◆ **What to produce**: Nothing but the text should be carried over: reproduce all the data exactly and leave out every image.

◆ **Extracted records**:
BEGIN

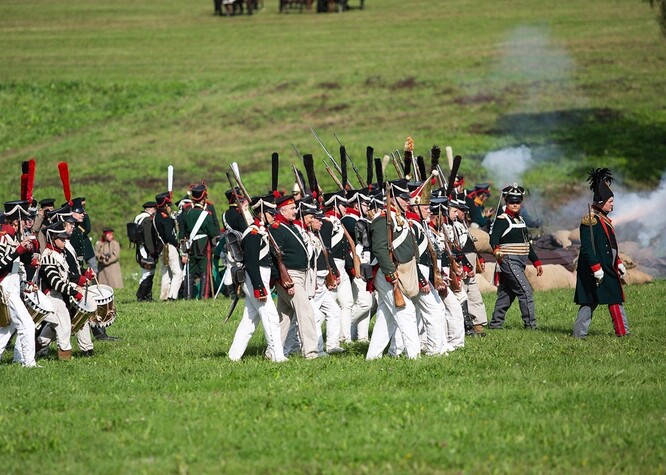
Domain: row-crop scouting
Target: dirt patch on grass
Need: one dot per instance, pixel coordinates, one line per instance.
(480, 98)
(328, 85)
(407, 83)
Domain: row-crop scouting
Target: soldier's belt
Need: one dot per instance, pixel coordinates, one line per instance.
(515, 249)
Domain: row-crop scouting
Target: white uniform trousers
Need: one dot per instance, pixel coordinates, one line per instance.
(62, 322)
(21, 321)
(475, 305)
(298, 305)
(256, 310)
(389, 318)
(455, 335)
(172, 274)
(361, 310)
(63, 328)
(326, 309)
(345, 298)
(430, 311)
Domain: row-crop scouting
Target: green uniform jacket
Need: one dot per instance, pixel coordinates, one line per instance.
(166, 227)
(207, 228)
(601, 257)
(253, 243)
(82, 244)
(288, 238)
(405, 252)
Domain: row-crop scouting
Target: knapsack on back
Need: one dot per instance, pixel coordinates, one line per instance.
(134, 233)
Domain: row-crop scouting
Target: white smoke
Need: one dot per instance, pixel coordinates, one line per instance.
(507, 166)
(641, 217)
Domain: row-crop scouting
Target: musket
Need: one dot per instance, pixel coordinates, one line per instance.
(358, 175)
(591, 225)
(330, 157)
(337, 182)
(398, 298)
(399, 170)
(285, 278)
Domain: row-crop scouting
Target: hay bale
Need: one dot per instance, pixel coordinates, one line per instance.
(481, 240)
(627, 261)
(554, 276)
(562, 237)
(636, 276)
(574, 235)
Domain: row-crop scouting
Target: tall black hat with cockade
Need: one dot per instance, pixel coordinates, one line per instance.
(600, 180)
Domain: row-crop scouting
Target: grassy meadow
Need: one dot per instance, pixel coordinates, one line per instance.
(166, 399)
(122, 89)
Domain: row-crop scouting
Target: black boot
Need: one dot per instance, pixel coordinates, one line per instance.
(469, 326)
(145, 292)
(100, 334)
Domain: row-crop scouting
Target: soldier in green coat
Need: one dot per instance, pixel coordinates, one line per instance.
(600, 268)
(199, 231)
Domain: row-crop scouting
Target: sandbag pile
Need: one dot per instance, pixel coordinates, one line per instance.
(556, 276)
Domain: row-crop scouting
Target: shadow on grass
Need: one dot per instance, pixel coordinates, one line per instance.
(636, 148)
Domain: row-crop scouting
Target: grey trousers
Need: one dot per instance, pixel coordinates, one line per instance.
(584, 319)
(514, 284)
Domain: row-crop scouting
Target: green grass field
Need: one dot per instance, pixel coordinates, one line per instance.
(122, 89)
(166, 399)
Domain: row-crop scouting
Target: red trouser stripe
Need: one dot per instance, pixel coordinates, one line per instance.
(618, 322)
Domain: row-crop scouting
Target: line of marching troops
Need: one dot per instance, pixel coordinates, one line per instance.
(47, 275)
(397, 249)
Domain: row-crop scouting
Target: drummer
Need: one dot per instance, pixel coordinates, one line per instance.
(54, 274)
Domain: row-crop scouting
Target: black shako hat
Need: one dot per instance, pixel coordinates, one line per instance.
(513, 193)
(600, 180)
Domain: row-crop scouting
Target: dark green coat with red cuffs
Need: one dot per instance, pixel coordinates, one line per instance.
(604, 255)
(256, 254)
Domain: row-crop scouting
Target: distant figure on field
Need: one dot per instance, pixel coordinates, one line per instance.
(600, 269)
(107, 252)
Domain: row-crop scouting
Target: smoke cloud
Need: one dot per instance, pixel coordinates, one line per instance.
(507, 166)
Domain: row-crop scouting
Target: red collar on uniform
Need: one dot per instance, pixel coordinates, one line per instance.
(412, 215)
(353, 211)
(281, 220)
(53, 248)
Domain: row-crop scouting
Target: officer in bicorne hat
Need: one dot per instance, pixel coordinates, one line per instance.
(600, 269)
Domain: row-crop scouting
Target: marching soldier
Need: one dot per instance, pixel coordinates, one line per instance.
(259, 306)
(147, 251)
(333, 235)
(16, 251)
(356, 223)
(295, 301)
(600, 269)
(397, 277)
(199, 231)
(55, 274)
(172, 270)
(473, 305)
(328, 279)
(512, 248)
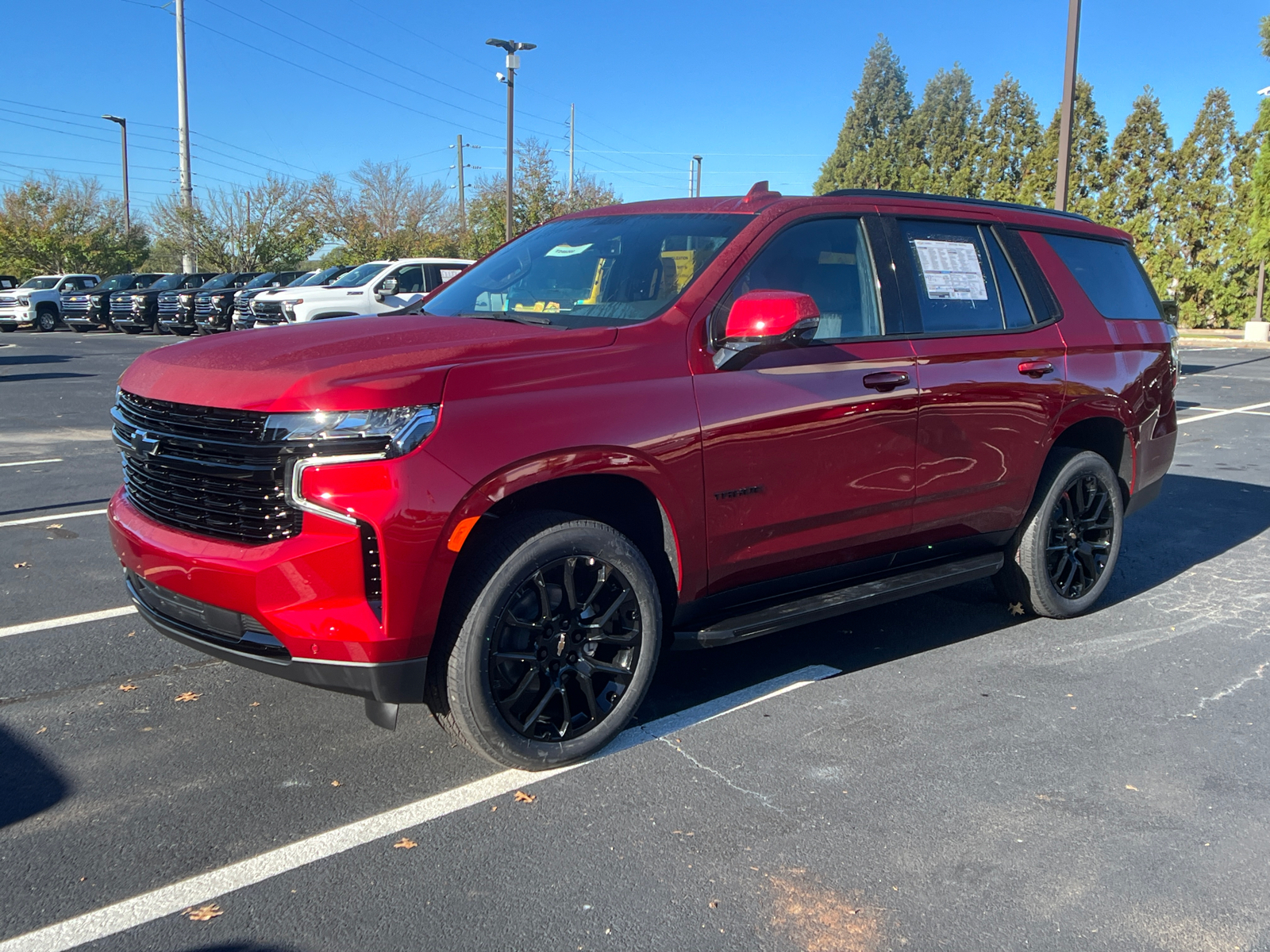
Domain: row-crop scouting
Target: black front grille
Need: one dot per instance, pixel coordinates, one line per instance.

END

◆ **Reply**:
Domain: row-crop scouting
Target: dirt patch on grass
Need: one dot per instance, pixel coordinates, one line per instance.
(480, 98)
(328, 85)
(407, 83)
Domain: row-crop scouting
Target: soldier's belt
Need: one dot per instance, pixel coordinates, one line per instance.
(515, 249)
Domain: row-crop scouting
Target: white uniform trousers
Need: one dot per instance, pixel coordinates, one line per instance.
(62, 322)
(21, 321)
(475, 305)
(298, 305)
(256, 310)
(389, 318)
(455, 335)
(172, 274)
(361, 310)
(63, 328)
(326, 309)
(345, 298)
(430, 311)
Domain: row-crop scouting
Target: green uniform jacket
Need: one dot per instance, pixel coordinates, one line per instance.
(166, 227)
(207, 228)
(601, 257)
(253, 243)
(82, 244)
(288, 238)
(405, 252)
Domain: row-crop scouting
Target: knapsack on back
Need: one dot per instance, pixel coordinates, one line per instance.
(134, 233)
Domain: row-crop scouting
Target: white smoke
Need: one dot per instance, pixel coordinates, one line per instance.
(507, 166)
(641, 217)
Domain: row-crop scouting
Target: musket
Need: one dot per instance, pixel coordinates, one line per instance.
(358, 175)
(591, 225)
(330, 157)
(337, 182)
(398, 298)
(399, 170)
(285, 278)
Domain: row-crop scouting
Target: hay bale
Need: one dot per instance, pixel coordinates, one line per instance.
(481, 240)
(627, 261)
(554, 276)
(562, 237)
(636, 276)
(574, 235)
Domain: row-crop scouting
Target: tall black hat with cockade
Need: one dot per instance, pixel coordinates, one line per instance.
(600, 180)
Domain: row-crop scouting
Target: grassy meadow
Need: one dot per instance, pixel coordinates, one line per instance.
(166, 399)
(122, 89)
Domain: row-crop scouting
Target: black boot
Need: one dot per instance, pixel coordinates, one line per instance.
(469, 326)
(145, 292)
(100, 334)
Domain: row-crop scouting
Target: soldier in green coat
Need: one dot per instance, pixel coordinates, one line per instance.
(600, 268)
(199, 231)
Domain: row-crop scouting
Target: sandbag pile
Need: one dot per instance, pixel coordinates, one line per instance.
(556, 276)
Domain: row-crop scouting
Target: shadow on grass
Need: one dot per instance, pixel coordinates, one line per instance.
(636, 148)
Domain: row-crop scouting
Target: grey trousers
Need: one dot per instance, pixel coordinates, one line per instance.
(584, 319)
(514, 284)
Domain: row-crop scouting
Target: green grass field
Need: one dot per instance, pixel coordinates, one line per instance.
(122, 89)
(166, 399)
Domain: row-crop scouting
Target: red trouser stripe
Need: one dot per instance, pixel coordinates, one line per instance.
(618, 322)
Domain: row-crop scouting
Target: line of marching troops
Need: one dot per instance, pixel coordinates, one line per instance.
(47, 275)
(397, 249)
Domain: row-crop scouting
Target: drummer
Need: one dot per instance, pixel coordinates, one line per instance.
(54, 274)
Domain: row-crop scouting
Target: black shako hat
Need: one dot per instance, pixel coordinates, one line per instance.
(513, 193)
(600, 180)
Domain: row-crop scouting
Target: dark green coat with red cuffs
Need: one dot per instance, pixel coordinates, one line per instance.
(604, 255)
(256, 254)
Domain: row-crop scouting
Target: distant figure on field
Need: one dot per instance, pixel coordinates, one line per instance.
(600, 269)
(107, 252)
Domain: row-crop scouting
Target: smoke cloud
Need: one dot per instance, pixel coordinates, one line per instance.
(507, 166)
Domain: row-crop scouting
Target: red collar on uniform
Need: one dot per instance, pixel coordinates, one line per instance.
(412, 215)
(353, 211)
(281, 220)
(53, 248)
Domain: row-crop scouting
Target: officer in bicorne hat
Need: one dot per instance, pixel coordinates, one line per instance.
(600, 269)
Domain: row-crop scouting
Target: marching soldier
Need: one dot per instance, pixel coordinates, one line per instance.
(259, 306)
(147, 251)
(333, 235)
(16, 251)
(356, 223)
(295, 301)
(600, 269)
(397, 277)
(199, 231)
(55, 274)
(172, 270)
(473, 305)
(328, 279)
(512, 248)
Domain: row-crop scouting
Target: black front grille
Need: one dot per instance, pixel coordinates, one line per instance.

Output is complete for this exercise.